-- START OF ITEMS --
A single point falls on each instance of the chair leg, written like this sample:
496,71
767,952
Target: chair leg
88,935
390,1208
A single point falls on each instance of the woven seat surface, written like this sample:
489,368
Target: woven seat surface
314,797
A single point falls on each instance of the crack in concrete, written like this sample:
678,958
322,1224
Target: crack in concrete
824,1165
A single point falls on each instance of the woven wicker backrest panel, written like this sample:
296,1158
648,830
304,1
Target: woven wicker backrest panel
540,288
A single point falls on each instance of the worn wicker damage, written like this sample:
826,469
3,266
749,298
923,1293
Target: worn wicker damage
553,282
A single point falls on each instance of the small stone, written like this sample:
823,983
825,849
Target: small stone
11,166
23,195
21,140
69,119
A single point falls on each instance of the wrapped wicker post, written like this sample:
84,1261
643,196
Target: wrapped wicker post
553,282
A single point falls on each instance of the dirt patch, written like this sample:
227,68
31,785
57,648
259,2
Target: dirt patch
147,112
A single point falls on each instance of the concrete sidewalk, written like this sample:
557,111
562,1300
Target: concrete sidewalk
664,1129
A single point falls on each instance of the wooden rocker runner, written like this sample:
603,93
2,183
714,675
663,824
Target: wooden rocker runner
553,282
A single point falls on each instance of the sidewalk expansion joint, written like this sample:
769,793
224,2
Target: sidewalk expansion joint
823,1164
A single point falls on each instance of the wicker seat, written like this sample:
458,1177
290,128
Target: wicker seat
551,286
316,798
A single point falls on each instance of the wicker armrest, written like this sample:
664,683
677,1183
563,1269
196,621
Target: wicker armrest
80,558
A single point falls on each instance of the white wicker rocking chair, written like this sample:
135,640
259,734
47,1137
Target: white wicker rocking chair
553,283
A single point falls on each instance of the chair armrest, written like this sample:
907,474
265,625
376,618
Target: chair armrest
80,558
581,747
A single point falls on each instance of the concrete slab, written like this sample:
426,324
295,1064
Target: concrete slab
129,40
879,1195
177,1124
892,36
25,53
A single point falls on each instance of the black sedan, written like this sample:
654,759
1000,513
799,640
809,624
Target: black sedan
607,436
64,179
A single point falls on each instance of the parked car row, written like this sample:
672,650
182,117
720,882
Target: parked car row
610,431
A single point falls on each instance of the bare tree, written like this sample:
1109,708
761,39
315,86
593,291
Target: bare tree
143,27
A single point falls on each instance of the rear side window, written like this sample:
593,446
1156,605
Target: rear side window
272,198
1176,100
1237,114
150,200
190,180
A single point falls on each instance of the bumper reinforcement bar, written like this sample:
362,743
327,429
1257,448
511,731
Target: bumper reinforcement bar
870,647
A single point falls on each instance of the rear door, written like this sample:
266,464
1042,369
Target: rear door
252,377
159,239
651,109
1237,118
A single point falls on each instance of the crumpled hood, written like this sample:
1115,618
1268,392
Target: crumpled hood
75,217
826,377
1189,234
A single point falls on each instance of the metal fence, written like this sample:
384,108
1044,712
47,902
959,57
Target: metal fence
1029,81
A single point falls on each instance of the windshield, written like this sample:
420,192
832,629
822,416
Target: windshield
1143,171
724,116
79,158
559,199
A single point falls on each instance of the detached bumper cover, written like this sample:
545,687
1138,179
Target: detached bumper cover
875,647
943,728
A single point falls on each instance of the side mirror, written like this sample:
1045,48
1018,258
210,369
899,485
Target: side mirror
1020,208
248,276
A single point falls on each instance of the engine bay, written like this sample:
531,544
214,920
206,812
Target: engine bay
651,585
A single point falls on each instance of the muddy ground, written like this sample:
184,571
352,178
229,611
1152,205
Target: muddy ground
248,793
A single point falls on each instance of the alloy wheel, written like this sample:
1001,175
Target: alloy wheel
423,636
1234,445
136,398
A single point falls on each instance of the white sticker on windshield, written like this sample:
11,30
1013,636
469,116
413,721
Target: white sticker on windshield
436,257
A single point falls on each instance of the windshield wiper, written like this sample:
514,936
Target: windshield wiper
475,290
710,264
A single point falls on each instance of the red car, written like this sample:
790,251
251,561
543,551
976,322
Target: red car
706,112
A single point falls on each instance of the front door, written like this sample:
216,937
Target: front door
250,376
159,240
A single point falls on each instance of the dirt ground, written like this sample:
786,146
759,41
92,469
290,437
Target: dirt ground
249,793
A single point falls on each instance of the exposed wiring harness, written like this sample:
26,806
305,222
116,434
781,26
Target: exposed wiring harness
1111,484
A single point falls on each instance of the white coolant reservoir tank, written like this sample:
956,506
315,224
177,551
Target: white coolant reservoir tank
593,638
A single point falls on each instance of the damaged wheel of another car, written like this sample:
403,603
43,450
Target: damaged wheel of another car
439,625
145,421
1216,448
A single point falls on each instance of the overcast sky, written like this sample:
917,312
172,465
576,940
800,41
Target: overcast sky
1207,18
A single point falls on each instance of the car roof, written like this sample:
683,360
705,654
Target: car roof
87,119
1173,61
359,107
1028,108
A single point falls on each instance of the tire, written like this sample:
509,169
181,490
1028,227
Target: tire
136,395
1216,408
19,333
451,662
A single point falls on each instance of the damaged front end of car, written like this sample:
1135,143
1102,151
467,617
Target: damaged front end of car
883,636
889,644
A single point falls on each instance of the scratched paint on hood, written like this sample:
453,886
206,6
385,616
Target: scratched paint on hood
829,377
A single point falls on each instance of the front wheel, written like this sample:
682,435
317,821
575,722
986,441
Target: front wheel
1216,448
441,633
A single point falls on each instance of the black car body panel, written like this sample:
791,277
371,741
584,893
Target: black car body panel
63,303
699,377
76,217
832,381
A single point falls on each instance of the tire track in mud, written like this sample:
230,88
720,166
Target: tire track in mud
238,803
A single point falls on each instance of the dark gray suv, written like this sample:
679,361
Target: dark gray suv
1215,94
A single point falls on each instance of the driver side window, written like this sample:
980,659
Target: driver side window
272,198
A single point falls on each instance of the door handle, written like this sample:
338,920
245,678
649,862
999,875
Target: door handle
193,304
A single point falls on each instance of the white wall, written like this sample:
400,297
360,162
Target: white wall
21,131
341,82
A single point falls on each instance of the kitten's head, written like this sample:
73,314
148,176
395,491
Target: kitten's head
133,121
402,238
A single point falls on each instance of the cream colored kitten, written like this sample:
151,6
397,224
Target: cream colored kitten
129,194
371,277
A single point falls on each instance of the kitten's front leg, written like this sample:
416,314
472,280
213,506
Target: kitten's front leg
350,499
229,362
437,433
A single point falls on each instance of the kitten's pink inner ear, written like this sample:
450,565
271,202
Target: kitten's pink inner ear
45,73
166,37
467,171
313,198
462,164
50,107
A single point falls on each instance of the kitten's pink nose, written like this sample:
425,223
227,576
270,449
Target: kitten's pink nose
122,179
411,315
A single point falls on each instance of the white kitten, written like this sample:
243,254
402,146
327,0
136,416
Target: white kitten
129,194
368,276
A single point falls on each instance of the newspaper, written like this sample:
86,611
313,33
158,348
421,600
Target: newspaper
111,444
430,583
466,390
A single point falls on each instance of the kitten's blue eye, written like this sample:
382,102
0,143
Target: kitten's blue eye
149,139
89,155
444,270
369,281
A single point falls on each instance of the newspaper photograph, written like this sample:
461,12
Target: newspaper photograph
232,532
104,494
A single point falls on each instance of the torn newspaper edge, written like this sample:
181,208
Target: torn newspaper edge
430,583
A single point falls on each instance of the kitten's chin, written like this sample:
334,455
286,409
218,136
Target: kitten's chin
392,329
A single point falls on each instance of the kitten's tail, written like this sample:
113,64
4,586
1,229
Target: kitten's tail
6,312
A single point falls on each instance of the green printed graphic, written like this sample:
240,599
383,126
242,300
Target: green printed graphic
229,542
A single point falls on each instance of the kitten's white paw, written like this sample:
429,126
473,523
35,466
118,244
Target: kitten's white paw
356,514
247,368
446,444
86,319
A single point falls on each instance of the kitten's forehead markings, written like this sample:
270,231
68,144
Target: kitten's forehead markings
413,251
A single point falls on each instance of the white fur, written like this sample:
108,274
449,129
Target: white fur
-- END OF ITEMS --
(REQUIREMENT) Present the lines of the material from the one containing "white fur, written" through the last line, inclusive, as a Markdown table with the columns Row and Line, skipping any blank lines.

(FINISHED ANSWER)
| Row | Line |
|---|---|
| 1 | A single point falls on each instance of the white fur, written like this sample: |
| 2 | 108,274 |
| 3 | 449,129 |
| 4 | Target: white fur |